▸ **What you will do**
1 > Please answer these questions using the article on service level measures:
(a) Which chapter of the Google SRE book explores these measures?
(b) How does the article define error budgets?
(c) With whom are SLAs agreed?
2 > Extend the article on service level measures with the passage that comes after its final sentence.

▸ **Document text**
********
Objectives, Agreements and Indicators.
In order to know if a system is working, we have to know what working looks like and how to measure it. This is not only a technical concern, but also a product and/or business need. We make things for customers and clients, and as such, part of knowing if something is working includes knowing how these users are impacted and if they are receiving the “right” level of service.
How can we define what working looks like and measure a system in a way that satisfies all these concerns? This is where Service Level Objectives (SLO), Service Level Agreements (SLA) and Service Level Indicators (SLI) come into play. These measures are explored in Chapter 4 of the Google SRE (Site Reliability Engineering) book.
Determining these measures can be more difficult than first anticipated and they will change over time. Nonetheless, the are important to track.
“These tools aren’t just useful abstractions. Without them, you cannot know if your system is reliable, available or even useful. If they don’t tie explicitly back to your business objectives, then you don’t have data on whether the choices you make are helping or hurting your business.” - Google SRE Book
In this post, we will go through how these measurements are linked, what they are and how they can be defined and measured. Throughout this post I refer to “service”. It is most likely your SLOs and SLAs will be set around domain boundaries, but it depends on how your system is architected and organised. For the purpose of this high level exploration, service/ system can refer to a technical component, domain or product, depending on your system.
For SLOs and SLAs you will most likely be discussing them with product / the wider business at a feature, product, project or domain level.
- SLO (Service Level Objectives): Defined and measurable expectations of the service. These are measured by SLIs and sometimes “enforced” by SLAs.
- SLA (Service Level Agreements): Contracts agreed with consumers, users and other parties determining the consequences of not meeting certain levels of service. These may link to higher level objectives and are measured by SLIs.
- SLI (Service Level Indicators): A quantifiable measure of some level of service provided. Help to measure if SLAs and SLOs are met.
How these are linked
SLOs are agreed in terms of business and product requirements. They are how the a service is expected behave as a good average, and not be a measurement of perfection or stretch goals.
These help when agreeing SLAs. By knowing what the expected behaviour of a service or system is, you can then set reasonable and achievable SLAs with your users, clients, consumers and third parties.
Whether SLAs and SLOs are met and achieved are measured using SLIs.
Another way to look at this is SLOs set the expectations, SLAs determine consequences to some of those expectations not being met and SLIs are how we measure if the expectations are being met.
Diving into each
Now we have established the basics of what each are and how they are connected; lets dive into each of them in a bit more detail.
Service Level Objective (SLO)
The top tier of these measurements and contracts is the Service Level Objective (SLO). An SLO sets the expectation for how available a service is and how it should perform. By no means are SLOs purely technical measurements. They require the input of a business and should be linked to both product and overall business expectation.
SLOs are measurable, numerical values of systems availability/reliability. They go hand in hand with error budgets, which are targets for the maximum amount of time a service is unavailable/unreliable in a quarter.
When it comes to discussing work, a team and product can refer back to SLOs to help determine it’s value and purpose. This is assuming it is a well defined “good” measure which doesn’t increase work for a team because it’s too stretched.
********
▸ **Data supplied**
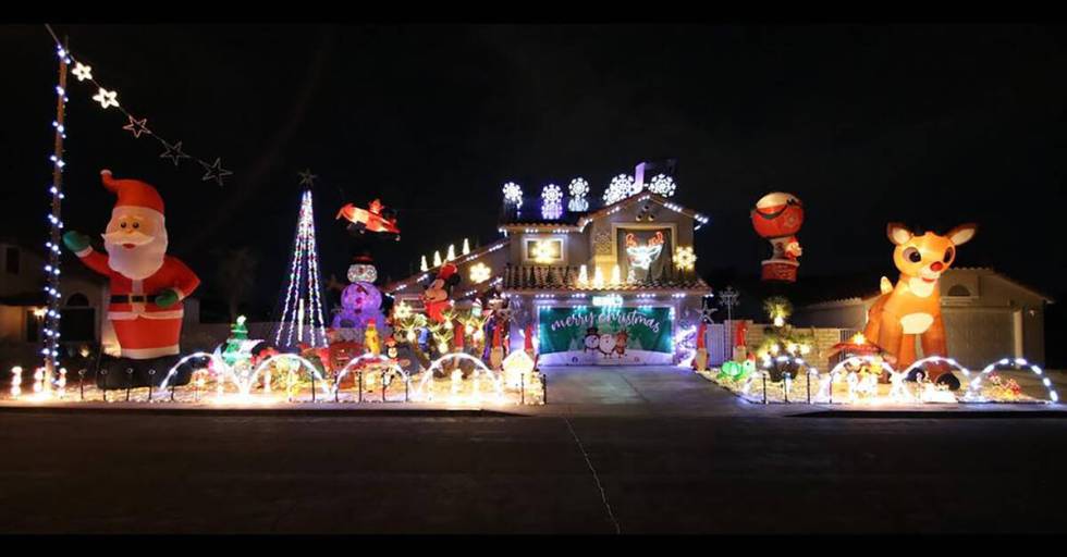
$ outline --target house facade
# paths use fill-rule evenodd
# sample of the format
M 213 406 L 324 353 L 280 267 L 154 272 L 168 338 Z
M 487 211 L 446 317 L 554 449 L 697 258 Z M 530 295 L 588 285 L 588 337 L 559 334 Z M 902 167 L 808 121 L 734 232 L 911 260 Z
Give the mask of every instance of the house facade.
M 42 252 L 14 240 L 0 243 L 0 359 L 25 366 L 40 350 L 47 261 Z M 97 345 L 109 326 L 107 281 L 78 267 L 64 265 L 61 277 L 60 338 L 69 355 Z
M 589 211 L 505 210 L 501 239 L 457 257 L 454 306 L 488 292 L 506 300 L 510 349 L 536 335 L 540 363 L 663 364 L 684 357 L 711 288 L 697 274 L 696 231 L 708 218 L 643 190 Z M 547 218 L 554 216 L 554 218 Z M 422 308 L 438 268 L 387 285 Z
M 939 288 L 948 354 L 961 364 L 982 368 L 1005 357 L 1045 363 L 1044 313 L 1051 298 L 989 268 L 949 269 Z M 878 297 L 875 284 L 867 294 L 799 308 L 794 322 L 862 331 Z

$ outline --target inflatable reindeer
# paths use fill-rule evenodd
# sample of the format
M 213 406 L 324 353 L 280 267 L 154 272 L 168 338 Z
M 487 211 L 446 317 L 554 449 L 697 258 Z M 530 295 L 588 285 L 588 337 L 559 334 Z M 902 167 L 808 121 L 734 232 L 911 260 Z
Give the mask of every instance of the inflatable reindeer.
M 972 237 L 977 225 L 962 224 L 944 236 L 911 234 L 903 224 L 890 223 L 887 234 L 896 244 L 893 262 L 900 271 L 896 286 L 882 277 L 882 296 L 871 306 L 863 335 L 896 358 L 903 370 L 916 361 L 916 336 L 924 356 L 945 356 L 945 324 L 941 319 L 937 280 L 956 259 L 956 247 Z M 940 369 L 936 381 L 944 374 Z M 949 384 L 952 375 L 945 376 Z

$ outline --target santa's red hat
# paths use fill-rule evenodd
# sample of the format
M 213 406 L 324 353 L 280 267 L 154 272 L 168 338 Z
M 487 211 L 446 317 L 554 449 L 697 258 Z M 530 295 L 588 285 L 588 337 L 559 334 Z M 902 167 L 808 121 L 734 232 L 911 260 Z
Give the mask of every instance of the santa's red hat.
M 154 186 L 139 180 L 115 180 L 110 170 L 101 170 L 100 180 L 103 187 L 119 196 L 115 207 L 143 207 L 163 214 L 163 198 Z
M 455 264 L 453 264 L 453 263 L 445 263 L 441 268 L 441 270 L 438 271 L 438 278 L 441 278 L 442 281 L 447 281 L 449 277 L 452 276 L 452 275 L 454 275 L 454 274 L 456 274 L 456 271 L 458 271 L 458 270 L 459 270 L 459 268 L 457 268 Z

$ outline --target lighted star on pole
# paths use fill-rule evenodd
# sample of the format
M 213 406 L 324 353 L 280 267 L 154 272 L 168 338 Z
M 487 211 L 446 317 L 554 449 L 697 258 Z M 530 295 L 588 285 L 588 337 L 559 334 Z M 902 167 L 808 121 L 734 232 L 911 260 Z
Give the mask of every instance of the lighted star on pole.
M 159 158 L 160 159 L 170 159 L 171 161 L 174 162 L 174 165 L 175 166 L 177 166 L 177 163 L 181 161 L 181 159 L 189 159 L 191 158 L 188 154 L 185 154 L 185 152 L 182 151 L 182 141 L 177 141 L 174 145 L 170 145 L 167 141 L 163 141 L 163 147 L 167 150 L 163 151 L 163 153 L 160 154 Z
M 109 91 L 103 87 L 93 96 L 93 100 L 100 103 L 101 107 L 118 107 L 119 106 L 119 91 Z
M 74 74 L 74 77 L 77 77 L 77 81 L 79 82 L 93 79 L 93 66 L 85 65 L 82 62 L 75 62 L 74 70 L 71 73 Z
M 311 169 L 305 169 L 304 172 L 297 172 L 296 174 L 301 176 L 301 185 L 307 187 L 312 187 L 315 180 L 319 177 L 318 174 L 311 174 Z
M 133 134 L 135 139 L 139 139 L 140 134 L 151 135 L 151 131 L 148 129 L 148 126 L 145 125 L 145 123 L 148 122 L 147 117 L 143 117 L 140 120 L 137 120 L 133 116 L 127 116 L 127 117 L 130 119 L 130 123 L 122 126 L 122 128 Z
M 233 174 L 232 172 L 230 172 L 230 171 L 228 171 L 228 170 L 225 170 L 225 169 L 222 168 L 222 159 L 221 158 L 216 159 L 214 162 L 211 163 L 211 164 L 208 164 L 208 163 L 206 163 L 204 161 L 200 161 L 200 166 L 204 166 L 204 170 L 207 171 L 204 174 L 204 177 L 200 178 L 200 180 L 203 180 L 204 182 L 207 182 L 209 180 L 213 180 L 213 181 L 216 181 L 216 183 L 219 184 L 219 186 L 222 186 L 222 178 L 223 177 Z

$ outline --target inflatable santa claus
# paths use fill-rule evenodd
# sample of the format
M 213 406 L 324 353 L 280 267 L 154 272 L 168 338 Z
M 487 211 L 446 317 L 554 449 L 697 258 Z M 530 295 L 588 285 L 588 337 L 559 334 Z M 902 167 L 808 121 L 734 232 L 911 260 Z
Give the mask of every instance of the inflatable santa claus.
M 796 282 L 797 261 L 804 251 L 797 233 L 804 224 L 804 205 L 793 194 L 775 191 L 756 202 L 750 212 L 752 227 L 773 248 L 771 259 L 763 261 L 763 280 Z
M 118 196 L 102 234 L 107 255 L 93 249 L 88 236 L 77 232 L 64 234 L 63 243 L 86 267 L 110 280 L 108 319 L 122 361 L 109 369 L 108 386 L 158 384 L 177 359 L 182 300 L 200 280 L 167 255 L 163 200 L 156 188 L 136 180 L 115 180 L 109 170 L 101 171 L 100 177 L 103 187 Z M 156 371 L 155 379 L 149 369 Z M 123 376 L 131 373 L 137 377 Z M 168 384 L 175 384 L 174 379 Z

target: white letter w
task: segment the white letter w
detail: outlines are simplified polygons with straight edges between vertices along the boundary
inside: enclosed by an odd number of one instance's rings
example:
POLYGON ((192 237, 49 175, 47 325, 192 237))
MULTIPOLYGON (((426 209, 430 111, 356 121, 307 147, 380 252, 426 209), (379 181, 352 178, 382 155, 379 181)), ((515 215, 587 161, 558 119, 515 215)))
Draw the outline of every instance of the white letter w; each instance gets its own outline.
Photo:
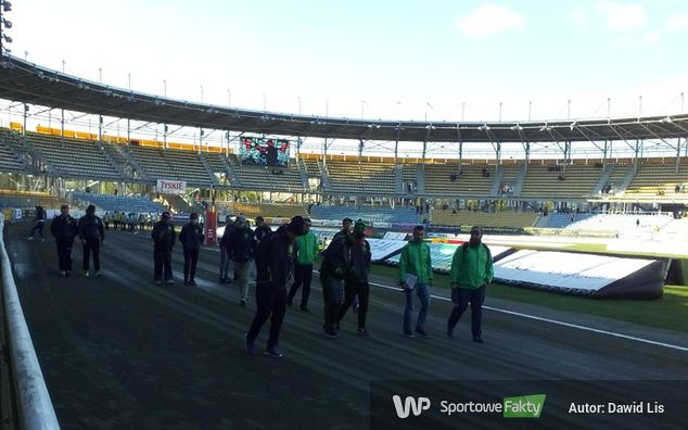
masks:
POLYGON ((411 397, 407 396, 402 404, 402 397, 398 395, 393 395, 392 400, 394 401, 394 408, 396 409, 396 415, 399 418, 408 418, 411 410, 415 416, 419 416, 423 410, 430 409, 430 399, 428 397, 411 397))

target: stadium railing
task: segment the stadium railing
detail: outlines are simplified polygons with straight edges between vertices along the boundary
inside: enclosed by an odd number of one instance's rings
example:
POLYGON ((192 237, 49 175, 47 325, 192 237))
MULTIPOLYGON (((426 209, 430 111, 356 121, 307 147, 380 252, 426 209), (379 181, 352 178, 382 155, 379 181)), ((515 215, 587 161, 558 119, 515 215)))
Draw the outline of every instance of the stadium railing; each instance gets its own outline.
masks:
********
▸ **Answers for the tasks**
1 >
(a) Chapter 4.
(b) Targets for the maximum amount of time a service is unavailable/unreliable in a quarter.
(c) Consumers, users and other parties.

2 >
There are a number of considerations for setting SLOs including what is technically and financially achievable and what your end consumer would expect/need. Setting objectives is not purely a technical exercise and will need the inclusion and buy in of product and the business.
It is advised that objectives are limited. This helps determine what behaviour is the priority for the business/consumer, as often there will be some pay off depending on whether a focus is scalability, availability, resilience, performance or otherwise.
Most importantly, the objectives need to demonstrate what the reasonable expectations of a service is. They need to be achievable and focused.
There are a number of factors when defining and determining SLOs. As mentioned SLOs have to tie into business and product need, as well as the technical considerations such as feasibility of measurement and cost.
Simple and discrete
Ideally, there should be a limited number of these measures and they should be measures that aren’t over complicated. The more complex the measurement and the more moving pieces, the more likely it is that something will be missed or misinterpreted. Likewise, too many measures hide what it is important and can be difficult to keep track of.
Not a measure of perfection
As mentioned previously, SLOs are measures of what is expected of the service. Common mistakes with SLOs are to set them too high or too low.
SLOs are meant to be achievable, not set as stretch goals or what the system can achieve in a perfect world. If you are rarely or never achieving an SLO, it defeats the purpose of having it as a measure of if the service is meeting it’s expected behaviours to be “available”.
As with everything in life, perfection is always impossible. There will be downtime due to errors, deployments and other events which call lead to a loss in availability. Likewise, the expectation that things will never fail can cripple innovation and experimentation, which can be detrimental to progression. It’s worth accounting for these as part of determining your SLOs.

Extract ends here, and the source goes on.